* Document source *

%%

La souffrance structure la personnalité
A côté de la douleur corporelle, il existe une souffrance psychique que nous pourrions appeler « douleur de la séparation ». La vie de tout humain est faite de ruptures. Celles-ci entraînent des pertes et des abandons de l’objet (personne ou chose) aimé. Ces séparations sont douloureuses – même momentanées -. Il suffit de regarder le jeune enfant pleurer dans la cour de l’école lorsque la mère s’absente. Les éviter serait pour l’humain se condamner à ne pas grandir en restant fixé à des stades infantiles. Heureux celui qui n’a pas réussi à les éviter. Ruptures et séparations, malgré la douleur qu’elles entraînent, permettent à la personnalité de se structurer. En langage plus théologique, nous dirons qu’elles permettent à l’homme de se présenter par son nom devant Dieu. Rappelons ici un épisode amusant des Evangiles : celui de Jésus enfant s’échappant dans le temple – donc devant Dieu – au grand désespoir des parents qui ne veulent pas le lâcher. Nous pourrions aussi rappeler l’histoire d’Abraham qui sut entendre l’appel et s’arracher à son pays, sa patrie et la maison de son père pour devenir un homme, et quel homme ! En quittant son pays, il a prophétisé avec ses pieds en ce sens qu’il a mis en route un avenir tout à fait différent de celui qu’il aurait connu s’il était resté à Ur en Chaldée. Mais aurait-il pu partir sans déchirement alors que n’existait aucun espoir de retour étant donné les moyens de communication de l’époque ? C’est parce qu’il a su aller de rive en rive dans une marche en avant à l’écoute de l’Appel, que d’Abram il est devenu ABRAHAM, autrement dit qu’il est né de nouveau. De la douleur naît un être nouveau. Cette douleur due à la séparation ne peut être évitée, elle peut simplement être accompagnée. L’accouchement ne se fait pas sans douleur.

%%

* Tâches et exercices *
1. Selon le texte sur la souffrance et la séparation, à quoi Abraham a-t-il su s'arracher ? Énumérez tout ce qu'il a quitté.
2. Reprenez le texte sur la souffrance et la séparation à partir de sa dernière phrase et poursuivez-le.
Les entrées ci-dessous forment un matériel distinct du texte sur la souffrance et la séparation.

Données recueillies:

%%

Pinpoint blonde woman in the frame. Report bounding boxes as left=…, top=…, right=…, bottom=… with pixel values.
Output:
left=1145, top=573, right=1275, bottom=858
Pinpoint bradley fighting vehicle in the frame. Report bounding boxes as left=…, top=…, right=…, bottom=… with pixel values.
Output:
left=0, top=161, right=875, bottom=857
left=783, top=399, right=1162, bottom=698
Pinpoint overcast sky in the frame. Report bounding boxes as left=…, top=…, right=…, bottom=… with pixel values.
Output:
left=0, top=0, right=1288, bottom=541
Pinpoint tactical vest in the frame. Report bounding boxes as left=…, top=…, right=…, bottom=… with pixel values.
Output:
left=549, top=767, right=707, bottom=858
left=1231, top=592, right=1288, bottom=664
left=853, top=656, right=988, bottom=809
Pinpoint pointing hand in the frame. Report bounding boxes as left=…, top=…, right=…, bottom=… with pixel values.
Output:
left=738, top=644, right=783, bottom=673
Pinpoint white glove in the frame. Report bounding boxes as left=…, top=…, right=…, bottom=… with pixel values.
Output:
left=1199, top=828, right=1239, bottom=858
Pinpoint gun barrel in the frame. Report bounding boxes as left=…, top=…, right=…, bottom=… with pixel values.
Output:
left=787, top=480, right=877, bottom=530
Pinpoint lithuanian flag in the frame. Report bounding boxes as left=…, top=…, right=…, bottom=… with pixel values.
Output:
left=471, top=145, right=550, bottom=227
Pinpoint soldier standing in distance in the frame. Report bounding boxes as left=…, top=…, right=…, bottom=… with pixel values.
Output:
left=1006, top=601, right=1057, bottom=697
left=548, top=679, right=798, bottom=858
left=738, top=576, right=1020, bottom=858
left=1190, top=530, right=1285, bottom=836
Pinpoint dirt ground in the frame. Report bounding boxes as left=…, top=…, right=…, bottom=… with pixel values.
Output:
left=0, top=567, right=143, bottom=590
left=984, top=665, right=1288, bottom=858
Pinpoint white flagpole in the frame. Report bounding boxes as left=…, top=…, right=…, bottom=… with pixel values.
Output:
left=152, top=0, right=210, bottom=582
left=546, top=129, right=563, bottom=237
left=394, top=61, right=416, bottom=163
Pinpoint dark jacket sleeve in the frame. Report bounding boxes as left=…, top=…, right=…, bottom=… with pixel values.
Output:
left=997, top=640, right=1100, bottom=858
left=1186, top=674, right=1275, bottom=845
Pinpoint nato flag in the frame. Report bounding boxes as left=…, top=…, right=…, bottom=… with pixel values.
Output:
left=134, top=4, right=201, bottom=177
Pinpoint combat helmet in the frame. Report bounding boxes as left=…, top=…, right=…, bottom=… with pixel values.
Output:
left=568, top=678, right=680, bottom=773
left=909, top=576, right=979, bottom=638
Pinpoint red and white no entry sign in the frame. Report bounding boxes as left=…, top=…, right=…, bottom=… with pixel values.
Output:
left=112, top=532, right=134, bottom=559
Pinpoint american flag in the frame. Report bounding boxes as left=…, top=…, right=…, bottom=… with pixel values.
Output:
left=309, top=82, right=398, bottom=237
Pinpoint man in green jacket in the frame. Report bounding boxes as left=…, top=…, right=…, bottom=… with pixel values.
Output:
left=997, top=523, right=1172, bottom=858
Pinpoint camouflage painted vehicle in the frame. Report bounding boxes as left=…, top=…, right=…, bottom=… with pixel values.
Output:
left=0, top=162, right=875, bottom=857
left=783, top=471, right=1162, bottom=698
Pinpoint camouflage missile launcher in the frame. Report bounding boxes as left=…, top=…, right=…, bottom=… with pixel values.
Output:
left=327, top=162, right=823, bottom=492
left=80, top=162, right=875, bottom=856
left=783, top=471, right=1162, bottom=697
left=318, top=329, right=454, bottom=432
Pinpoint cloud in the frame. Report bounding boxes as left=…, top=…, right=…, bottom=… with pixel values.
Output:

%%

* Réponses par tâche *
1.
- son pays
- sa patrie
- la maison de son père

2.
Pour conclure
Que l’on nous comprenne bien. Nous ne faisons pas l’apologie de la douleur. Comme nous l’avons dit au début, le message biblique ne dit rien sur la douleur elle-même, il insiste sur le sens et l’interpellation qu’elle constitue. La souffrance est inscrite dans l’humanité même. Cela ne signifie pas que nous ne devons pas la calmer lors des crises aiguës. Mais nous ne pouvons pas l’ignorer et faire comme si elle n’était pas car elle est appel à la vie. Que l’homme choisisse de souffrir à la manière masochiste ou qu’il cherche à éviter la souffrance, il ne peut que se laisser interpeller par elle.